**WHAT THE EXERCISE ASKS**
Your task is to set down the line containing "Where can you see the yellow barrier" and every later line of the entries, word for word, including the last.

(Image-grounded pointing data)
____

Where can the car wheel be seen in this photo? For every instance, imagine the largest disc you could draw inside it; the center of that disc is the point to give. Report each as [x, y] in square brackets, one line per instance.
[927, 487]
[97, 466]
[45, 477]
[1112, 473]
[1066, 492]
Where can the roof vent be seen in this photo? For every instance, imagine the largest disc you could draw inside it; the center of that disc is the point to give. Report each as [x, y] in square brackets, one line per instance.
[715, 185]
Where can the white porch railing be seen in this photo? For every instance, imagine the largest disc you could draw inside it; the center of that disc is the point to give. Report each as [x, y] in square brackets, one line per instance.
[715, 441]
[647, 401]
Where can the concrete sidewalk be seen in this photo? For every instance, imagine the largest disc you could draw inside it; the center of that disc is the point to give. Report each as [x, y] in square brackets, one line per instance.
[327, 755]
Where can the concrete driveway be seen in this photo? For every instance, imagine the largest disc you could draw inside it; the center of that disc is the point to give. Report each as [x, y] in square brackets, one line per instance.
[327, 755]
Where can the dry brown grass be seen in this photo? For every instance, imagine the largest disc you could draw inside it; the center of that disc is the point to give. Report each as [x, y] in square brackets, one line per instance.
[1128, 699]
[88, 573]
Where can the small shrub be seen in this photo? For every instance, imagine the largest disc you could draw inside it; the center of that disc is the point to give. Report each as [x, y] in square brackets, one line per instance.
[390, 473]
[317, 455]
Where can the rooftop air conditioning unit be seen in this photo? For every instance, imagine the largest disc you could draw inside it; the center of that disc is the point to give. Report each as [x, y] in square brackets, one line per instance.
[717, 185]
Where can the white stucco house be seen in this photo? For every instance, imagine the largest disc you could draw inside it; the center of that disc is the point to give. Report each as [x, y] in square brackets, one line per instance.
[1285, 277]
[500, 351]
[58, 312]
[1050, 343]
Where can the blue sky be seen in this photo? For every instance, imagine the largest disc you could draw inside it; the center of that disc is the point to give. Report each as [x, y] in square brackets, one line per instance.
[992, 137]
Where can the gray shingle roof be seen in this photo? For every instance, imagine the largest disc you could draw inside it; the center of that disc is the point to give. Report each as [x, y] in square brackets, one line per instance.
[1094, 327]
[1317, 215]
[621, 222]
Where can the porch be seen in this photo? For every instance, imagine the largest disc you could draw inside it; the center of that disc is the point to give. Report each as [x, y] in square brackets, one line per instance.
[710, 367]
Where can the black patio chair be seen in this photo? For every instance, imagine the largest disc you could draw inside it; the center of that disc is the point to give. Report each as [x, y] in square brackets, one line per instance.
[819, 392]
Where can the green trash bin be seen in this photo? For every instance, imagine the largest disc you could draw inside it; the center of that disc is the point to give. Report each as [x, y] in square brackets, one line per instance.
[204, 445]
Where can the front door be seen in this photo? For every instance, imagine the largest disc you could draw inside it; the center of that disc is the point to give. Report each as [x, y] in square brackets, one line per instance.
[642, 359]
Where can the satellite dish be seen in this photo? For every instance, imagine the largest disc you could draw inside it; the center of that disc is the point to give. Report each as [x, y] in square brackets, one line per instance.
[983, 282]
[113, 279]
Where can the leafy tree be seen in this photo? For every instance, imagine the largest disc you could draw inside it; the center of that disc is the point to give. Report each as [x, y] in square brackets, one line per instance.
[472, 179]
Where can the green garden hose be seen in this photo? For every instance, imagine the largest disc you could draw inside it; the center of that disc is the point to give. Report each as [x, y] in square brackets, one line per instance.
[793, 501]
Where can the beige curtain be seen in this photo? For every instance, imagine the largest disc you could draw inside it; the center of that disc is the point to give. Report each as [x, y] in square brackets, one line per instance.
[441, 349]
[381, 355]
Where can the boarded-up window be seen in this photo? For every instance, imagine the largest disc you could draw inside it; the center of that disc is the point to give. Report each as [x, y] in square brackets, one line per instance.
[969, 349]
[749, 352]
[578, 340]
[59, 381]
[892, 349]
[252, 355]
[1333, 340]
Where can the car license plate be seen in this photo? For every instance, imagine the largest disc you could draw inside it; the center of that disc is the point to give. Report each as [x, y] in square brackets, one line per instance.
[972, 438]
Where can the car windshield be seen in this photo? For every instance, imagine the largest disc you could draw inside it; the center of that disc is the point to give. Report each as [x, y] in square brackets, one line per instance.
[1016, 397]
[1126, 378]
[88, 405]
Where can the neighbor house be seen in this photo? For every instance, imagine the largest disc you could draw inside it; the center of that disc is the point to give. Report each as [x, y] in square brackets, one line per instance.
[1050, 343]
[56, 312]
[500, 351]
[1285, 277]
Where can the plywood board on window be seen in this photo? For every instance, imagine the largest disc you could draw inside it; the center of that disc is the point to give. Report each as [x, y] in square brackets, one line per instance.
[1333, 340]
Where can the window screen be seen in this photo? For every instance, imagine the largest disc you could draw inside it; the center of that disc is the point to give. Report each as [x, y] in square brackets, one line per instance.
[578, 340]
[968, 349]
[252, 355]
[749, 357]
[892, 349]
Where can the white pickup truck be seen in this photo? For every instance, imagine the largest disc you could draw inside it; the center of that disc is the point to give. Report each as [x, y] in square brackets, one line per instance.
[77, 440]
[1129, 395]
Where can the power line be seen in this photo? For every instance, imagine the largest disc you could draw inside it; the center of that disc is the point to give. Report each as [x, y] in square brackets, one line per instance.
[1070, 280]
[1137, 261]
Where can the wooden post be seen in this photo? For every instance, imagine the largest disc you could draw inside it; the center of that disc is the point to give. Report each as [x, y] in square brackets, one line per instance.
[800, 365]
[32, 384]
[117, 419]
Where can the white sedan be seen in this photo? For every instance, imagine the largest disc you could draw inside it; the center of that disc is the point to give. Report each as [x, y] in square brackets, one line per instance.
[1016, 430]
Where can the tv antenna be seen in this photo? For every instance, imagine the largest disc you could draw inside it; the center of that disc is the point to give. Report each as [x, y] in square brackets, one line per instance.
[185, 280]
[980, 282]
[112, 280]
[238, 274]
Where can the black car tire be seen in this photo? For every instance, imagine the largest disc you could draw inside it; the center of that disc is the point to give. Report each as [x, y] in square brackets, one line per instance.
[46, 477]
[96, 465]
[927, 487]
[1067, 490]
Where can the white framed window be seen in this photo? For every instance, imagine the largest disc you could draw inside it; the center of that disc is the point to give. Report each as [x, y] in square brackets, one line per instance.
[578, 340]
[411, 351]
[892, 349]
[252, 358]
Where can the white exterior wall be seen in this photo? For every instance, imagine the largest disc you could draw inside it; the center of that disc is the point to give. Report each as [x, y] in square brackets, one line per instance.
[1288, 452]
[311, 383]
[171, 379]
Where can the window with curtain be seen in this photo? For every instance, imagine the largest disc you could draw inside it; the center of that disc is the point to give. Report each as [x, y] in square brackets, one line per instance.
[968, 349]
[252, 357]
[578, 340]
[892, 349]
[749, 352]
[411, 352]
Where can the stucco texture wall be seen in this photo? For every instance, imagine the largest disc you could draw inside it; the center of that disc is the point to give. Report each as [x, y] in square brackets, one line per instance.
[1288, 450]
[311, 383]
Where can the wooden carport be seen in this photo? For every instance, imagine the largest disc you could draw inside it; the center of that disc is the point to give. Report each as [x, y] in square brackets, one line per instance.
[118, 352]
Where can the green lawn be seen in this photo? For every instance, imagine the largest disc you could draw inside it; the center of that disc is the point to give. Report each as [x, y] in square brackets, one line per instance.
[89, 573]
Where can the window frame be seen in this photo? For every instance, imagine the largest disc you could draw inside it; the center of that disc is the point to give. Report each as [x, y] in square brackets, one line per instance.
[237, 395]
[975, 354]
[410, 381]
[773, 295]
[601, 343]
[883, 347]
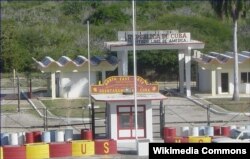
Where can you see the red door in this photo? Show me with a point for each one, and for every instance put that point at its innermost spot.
(126, 122)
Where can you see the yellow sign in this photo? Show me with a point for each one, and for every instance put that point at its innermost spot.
(117, 84)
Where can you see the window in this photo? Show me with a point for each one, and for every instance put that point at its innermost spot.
(245, 77)
(124, 120)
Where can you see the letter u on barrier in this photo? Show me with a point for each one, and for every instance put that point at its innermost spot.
(83, 148)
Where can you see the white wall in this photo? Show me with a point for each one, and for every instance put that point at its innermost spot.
(113, 115)
(204, 80)
(75, 84)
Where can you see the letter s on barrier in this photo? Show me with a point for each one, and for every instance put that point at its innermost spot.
(106, 147)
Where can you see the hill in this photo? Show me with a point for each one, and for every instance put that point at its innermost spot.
(55, 28)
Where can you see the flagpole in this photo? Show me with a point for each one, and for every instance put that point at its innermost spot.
(135, 71)
(89, 66)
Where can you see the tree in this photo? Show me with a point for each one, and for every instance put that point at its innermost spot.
(234, 9)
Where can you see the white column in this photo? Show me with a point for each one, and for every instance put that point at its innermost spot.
(188, 71)
(103, 76)
(213, 82)
(181, 70)
(53, 86)
(123, 63)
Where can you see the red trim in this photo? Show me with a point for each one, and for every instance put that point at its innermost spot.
(196, 42)
(131, 119)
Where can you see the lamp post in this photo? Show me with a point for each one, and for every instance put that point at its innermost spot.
(135, 70)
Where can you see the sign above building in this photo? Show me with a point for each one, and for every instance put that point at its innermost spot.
(154, 37)
(118, 84)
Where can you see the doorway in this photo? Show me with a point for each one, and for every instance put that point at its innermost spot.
(224, 82)
(126, 122)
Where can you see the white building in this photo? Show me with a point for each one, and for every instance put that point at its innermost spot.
(158, 40)
(70, 78)
(120, 107)
(216, 72)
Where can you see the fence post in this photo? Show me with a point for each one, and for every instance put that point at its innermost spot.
(18, 94)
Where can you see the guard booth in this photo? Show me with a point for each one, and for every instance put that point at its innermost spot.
(118, 94)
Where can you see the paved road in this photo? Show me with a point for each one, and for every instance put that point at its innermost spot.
(179, 112)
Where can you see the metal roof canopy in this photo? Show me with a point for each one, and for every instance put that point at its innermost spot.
(120, 46)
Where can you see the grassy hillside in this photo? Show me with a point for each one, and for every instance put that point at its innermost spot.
(56, 28)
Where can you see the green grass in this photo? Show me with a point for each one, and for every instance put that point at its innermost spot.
(227, 103)
(9, 108)
(71, 107)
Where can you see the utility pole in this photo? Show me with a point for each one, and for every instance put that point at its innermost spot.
(208, 114)
(18, 94)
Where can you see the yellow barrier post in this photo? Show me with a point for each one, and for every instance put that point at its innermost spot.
(1, 153)
(199, 139)
(83, 148)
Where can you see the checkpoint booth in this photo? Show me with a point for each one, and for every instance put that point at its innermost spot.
(118, 93)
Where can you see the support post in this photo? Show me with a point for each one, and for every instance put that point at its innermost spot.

____

**ANSWER SPACE**
Where can you see the yellow barrier post in this photo? Show me with a point for each one, and for every instance put that point at its innermost spot.
(1, 153)
(199, 139)
(83, 148)
Where can you see the checkpoint booth in this photo? Show me with a point for each one, and for every instance put that point at its innermost spot.
(118, 93)
Where can you see the support post in this photo? Show me with a point for each one, and for every instance put that point at its innermost spot.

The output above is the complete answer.